WORK TO BE COMPLETED – Rewrite the data below, swapping "red curved panel" for "red arched panel" and changing nothing else.

※ ※ ※

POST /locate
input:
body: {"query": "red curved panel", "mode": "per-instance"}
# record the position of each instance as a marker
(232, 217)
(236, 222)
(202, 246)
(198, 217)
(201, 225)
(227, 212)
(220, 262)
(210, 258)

※ ※ ※

OUTPUT FOR THIS TASK –
POST /locate
input:
body: {"query": "red arched panel", "mode": "per-instance"}
# record the position of each instance as a marker
(232, 217)
(236, 222)
(202, 246)
(198, 217)
(201, 225)
(227, 212)
(220, 262)
(210, 258)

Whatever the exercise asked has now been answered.